◆ What is asked: Print exactly the lines from the line with "If you could point to the chimney pot" to the last line of the data, please, both included.

━━━━

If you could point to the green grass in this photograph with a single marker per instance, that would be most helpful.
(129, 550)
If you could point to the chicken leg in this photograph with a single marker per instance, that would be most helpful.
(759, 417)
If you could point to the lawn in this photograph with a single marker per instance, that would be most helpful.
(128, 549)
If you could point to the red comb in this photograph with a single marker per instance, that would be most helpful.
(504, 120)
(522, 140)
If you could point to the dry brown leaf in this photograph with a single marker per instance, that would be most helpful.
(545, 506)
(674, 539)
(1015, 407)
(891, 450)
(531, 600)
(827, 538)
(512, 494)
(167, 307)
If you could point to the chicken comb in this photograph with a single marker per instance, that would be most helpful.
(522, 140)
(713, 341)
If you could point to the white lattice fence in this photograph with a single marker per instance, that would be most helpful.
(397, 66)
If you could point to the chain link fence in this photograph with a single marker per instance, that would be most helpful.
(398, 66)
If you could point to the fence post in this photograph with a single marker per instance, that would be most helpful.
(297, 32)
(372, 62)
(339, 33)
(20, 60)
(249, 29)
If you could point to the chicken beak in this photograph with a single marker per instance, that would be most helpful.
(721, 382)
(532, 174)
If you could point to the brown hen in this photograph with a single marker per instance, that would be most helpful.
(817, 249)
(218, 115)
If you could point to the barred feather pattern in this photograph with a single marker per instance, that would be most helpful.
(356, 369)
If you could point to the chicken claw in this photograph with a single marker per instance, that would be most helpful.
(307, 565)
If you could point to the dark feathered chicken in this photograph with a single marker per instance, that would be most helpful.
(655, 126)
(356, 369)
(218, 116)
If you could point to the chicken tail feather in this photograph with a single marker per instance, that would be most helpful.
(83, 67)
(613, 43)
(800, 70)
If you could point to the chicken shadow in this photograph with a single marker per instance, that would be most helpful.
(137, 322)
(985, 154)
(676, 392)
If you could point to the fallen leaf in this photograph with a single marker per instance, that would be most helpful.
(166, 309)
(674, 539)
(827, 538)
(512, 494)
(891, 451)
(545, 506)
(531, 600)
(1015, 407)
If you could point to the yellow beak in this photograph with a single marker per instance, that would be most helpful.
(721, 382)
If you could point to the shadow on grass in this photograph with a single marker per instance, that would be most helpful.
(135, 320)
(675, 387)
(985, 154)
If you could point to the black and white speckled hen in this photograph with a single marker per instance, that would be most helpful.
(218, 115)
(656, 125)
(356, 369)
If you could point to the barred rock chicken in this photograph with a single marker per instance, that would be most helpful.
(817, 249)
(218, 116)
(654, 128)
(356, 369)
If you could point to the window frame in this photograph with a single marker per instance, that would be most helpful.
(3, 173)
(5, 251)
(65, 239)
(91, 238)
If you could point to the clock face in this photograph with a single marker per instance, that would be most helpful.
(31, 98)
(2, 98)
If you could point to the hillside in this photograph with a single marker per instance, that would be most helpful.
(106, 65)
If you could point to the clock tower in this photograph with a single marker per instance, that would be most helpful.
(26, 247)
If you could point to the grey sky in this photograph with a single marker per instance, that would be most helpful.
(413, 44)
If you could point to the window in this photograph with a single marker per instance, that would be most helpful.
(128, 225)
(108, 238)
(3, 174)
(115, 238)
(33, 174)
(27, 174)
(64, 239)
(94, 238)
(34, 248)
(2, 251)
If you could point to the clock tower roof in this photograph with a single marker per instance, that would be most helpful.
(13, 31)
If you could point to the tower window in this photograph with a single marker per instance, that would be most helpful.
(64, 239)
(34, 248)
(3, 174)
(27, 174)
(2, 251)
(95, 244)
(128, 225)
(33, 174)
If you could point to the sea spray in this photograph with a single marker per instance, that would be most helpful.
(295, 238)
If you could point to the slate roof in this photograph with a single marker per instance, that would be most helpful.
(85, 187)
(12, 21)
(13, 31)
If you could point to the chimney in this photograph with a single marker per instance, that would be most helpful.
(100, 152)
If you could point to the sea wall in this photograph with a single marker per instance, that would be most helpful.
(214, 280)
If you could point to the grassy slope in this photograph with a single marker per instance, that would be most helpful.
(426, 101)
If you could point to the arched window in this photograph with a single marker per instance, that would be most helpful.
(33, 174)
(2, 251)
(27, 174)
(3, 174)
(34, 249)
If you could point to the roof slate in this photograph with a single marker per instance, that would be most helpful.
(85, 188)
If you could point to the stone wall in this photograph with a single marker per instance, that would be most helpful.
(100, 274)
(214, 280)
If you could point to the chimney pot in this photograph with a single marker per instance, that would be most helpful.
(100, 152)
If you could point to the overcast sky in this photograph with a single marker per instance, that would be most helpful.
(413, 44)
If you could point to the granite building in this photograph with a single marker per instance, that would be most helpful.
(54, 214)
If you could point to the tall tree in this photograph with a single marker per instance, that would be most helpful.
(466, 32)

━━━━

◆ Response to the exercise:
If you could point to the chimney pot in this photograph with a single marker per instance, that would be most helpful.
(100, 152)
If you could point to the overcast sky in this photograph with a single marker per instance, that would be most helpful.
(413, 44)
If you could point to the granite building in this photograph with a single marker per instance, that would be most helpful.
(54, 214)
If you could point to the tall tree in this photograph with a single marker per instance, that would be most helpful.
(466, 32)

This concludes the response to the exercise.